Write out every one of the records below verbatim, preserving each line without alteration.

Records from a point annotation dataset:
>> Begin

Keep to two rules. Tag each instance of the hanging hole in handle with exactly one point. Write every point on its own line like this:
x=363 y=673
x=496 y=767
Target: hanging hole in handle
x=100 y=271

>> End

:: Exercise solution ::
Keep to two rules. Tag each instance of the hanging hole in handle with exactly one point. Write every point on its own line like this:
x=363 y=673
x=496 y=767
Target: hanging hole in handle
x=100 y=271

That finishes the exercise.